30.5 C
Mataram
Jumat, 26 April 2024
BerandaBerita UtamaBPS: Konsumsi Rokok Pengaruhi Tingkat Kemiskinan di NTB

BPS: Konsumsi Rokok Pengaruhi Tingkat Kemiskinan di NTB

Mataram (Inside Lombok) – Rokok tercatat menjadi salah satu penyumbang terbesar angka kemiskinan di NTB. Badan Pusat Statistik (BPS) Provinsi NTB mencatat konsumsi rokok adalah pengeluaran rumah tangga paling besar kedua setelah beras.

Angka kemiskinan NTB sendiri hingga September 2021 sebesar 735,30 ribu orang atau 13,83 persen. Angka tersebut mengalami sedikit penurunan sebesar 0,31 persen poin jika dibanding dengan Maret 2021.

Kepala BPS NTB, Wahyudin menerangkan kontribusi rokok terhadap pembentukan garis kemiskinan cukup besar, lantaran dari 52 jenis komoditi dalam penghitungan garis kemiskinan, rokok menjadi pengeluaran rumah tangga terbesar kedua setelah beras, baik di daerah perkotaan maupun daerah pedesaan.

“Di mana untuk daerah perkotaan kontribusinya sekitar 11,55 persen dan untuk daerah pedesaan sekitar 12,04 persen,” kata Wahyudin kepada Inside Lombok, Kamis (3/2). Menurutnya, tingginya kontribusi pengeluaran rokok terhadap kemiskinan di NTB memang perlu ditekankan, agar garis kemiskinan sedikit berkurang dari rokok.

- Advertisement -

Melihat kontribusi rokok terhadap garis kemiskinan di pedesaan dan perkotaan masih besar, disebutnya menjadi tanda bahwa rokok itu masih merupakan kebutuhan yang besar bagi masyarakat. “Solusinya tidak mungkin kita melarang orang untuk tidak merokok, akan tetapi yang bisa kita sampaikan hanyalah agar mengurangi pengeluaran untuk membeli rokok,” jelasnya.

# KUMPULAN DATA
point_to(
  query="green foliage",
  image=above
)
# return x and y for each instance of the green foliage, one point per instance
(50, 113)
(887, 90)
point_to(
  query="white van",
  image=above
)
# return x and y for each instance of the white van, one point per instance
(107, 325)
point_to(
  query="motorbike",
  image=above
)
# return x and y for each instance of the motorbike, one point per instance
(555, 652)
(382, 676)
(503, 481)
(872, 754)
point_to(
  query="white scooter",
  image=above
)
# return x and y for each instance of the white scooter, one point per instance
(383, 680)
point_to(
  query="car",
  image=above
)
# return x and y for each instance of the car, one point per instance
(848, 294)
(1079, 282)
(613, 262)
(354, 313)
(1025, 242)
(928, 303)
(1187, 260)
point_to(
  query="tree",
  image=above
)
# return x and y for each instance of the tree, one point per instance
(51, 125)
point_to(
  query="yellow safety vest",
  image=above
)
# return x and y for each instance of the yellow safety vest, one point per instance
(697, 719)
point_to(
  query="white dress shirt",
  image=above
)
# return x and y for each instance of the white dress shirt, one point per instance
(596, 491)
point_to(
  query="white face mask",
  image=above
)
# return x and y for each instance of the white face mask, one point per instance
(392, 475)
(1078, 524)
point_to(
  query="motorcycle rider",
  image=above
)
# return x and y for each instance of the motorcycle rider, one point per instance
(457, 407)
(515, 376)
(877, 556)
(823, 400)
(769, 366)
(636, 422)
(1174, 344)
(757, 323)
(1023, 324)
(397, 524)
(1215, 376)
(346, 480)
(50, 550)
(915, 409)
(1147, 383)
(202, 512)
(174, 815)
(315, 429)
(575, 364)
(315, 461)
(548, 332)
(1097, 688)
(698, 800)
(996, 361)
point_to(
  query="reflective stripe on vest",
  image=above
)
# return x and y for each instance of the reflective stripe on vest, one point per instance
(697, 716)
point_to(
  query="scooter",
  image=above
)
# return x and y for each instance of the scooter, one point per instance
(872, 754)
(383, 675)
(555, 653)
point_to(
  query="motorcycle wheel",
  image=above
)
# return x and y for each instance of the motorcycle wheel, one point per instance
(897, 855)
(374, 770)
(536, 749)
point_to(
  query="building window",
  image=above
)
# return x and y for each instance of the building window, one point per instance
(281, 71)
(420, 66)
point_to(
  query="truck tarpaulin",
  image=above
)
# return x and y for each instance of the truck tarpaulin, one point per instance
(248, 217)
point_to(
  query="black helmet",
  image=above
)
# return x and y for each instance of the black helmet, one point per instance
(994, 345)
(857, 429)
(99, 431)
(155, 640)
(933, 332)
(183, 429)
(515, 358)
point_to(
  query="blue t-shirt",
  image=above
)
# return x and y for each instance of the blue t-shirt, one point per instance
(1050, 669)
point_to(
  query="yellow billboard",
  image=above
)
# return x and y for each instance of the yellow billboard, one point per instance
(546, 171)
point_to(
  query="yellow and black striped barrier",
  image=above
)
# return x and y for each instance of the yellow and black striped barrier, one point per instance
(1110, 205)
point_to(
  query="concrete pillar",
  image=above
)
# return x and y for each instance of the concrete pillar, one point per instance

# YANG DIMINTA
Kutip tanpa perubahan bagian teks bacaan tentang rokok dan kemiskinan di NTB, mulai dari "Angka kemiskinan NTB" sampai "berkurang dari rokok.". Baris-baris data itu merupakan bahan tersendiri yang terpisah dari teks bacaan.

# HASIL YANG BENAR
Angka kemiskinan NTB sendiri hingga September 2021 sebesar 735,30 ribu orang atau 13,83 persen. Angka tersebut mengalami sedikit penurunan sebesar 0,31 persen poin jika dibanding dengan Maret 2021.

Kepala BPS NTB, Wahyudin menerangkan kontribusi rokok terhadap pembentukan garis kemiskinan cukup besar, lantaran dari 52 jenis komoditi dalam penghitungan garis kemiskinan, rokok menjadi pengeluaran rumah tangga terbesar kedua setelah beras, baik di daerah perkotaan maupun daerah pedesaan.

“Di mana untuk daerah perkotaan kontribusinya sekitar 11,55 persen dan untuk daerah pedesaan sekitar 12,04 persen,” kata Wahyudin kepada Inside Lombok, Kamis (3/2). Menurutnya, tingginya kontribusi pengeluaran rokok terhadap kemiskinan di NTB memang perlu ditekankan, agar garis kemiskinan sedikit berkurang dari rokok.